=== INPUT FOR THIS TASK ===

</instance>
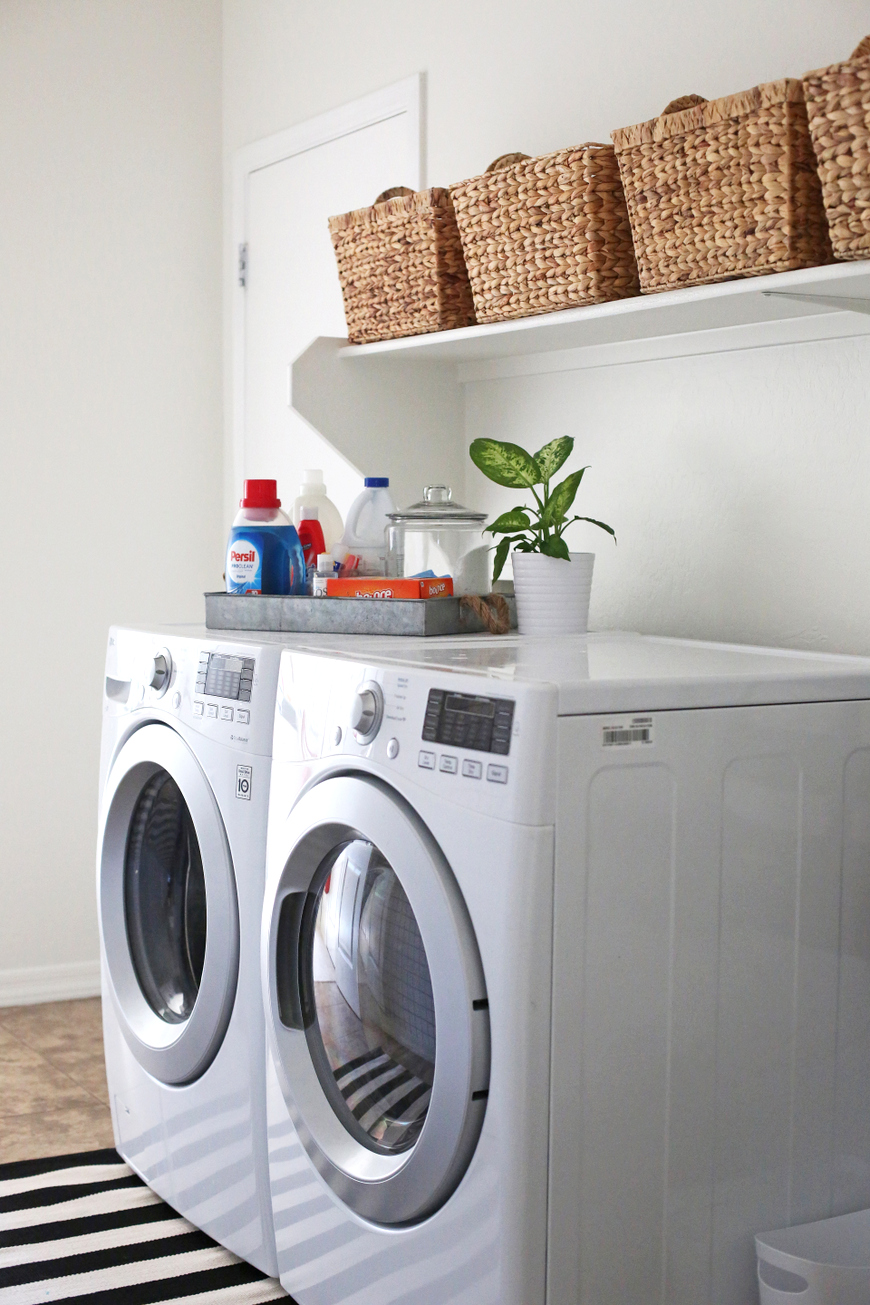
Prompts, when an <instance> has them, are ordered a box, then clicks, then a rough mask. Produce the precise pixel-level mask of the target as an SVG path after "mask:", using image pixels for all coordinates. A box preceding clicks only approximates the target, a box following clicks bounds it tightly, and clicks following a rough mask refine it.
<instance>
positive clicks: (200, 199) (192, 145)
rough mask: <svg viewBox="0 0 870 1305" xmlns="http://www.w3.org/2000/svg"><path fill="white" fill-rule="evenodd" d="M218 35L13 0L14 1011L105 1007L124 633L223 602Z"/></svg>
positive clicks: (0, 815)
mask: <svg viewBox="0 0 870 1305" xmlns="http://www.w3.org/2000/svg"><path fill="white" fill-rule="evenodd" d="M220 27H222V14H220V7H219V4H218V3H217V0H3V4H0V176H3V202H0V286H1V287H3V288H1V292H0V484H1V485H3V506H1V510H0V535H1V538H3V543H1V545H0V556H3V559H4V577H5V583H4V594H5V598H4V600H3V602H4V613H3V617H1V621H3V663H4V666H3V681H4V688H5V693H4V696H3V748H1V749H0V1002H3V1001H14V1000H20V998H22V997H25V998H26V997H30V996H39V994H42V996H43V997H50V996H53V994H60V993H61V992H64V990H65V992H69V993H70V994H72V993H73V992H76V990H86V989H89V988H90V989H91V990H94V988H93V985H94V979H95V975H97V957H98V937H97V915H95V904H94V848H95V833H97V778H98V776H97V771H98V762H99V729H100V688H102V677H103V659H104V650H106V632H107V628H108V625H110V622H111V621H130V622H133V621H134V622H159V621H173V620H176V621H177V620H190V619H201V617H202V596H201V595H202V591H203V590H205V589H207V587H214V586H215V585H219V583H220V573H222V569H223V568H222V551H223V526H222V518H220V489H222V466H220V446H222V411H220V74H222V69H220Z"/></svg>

===

**EXERCISE INSTRUCTIONS:** Please retype all the entries word for word, omitting the pictures.

**WRITTEN RESPONSE:**
</instance>
Prompts, when an <instance> has them, are ordered a box, then clicks, then a rough mask. Produce the precise pixel-level mask of the target as an SVG path after "mask:", using image pixels for all coordinates. A box preceding clicks only approximates the target, a box following clicks bounds it tightly, and clicks following a rough mask refine it.
<instance>
positive clicks: (200, 199) (192, 145)
rough mask: <svg viewBox="0 0 870 1305" xmlns="http://www.w3.org/2000/svg"><path fill="white" fill-rule="evenodd" d="M218 35L13 0L14 1011L105 1007L124 633L223 602Z"/></svg>
positive clicks: (0, 815)
mask: <svg viewBox="0 0 870 1305" xmlns="http://www.w3.org/2000/svg"><path fill="white" fill-rule="evenodd" d="M220 27H222V14H220V7H219V4H218V3H217V0H3V4H0V176H3V202H0V286H1V287H3V288H1V292H0V484H1V485H3V506H1V510H0V535H1V538H3V543H1V545H0V556H3V559H4V577H5V583H4V594H5V598H4V600H3V602H4V613H3V617H1V621H3V663H4V666H3V681H4V688H5V693H4V696H3V748H1V749H0V1002H3V1001H14V1000H20V998H22V997H25V998H26V997H30V996H39V994H42V996H43V997H50V996H53V994H60V993H61V992H64V990H65V992H69V993H70V994H72V993H73V992H76V990H86V989H89V988H90V989H91V990H94V988H93V985H94V979H95V975H97V957H98V937H97V915H95V904H94V848H95V833H97V778H98V776H97V771H98V762H99V729H100V688H102V677H103V659H104V650H106V632H107V628H108V625H110V622H111V621H130V622H133V621H134V622H159V621H173V620H176V621H177V620H190V619H201V617H202V596H201V595H202V591H203V590H205V589H207V587H214V586H215V585H219V583H220V573H222V569H223V568H222V551H223V526H222V518H220V489H222V466H220V446H222V411H220V74H222V69H220Z"/></svg>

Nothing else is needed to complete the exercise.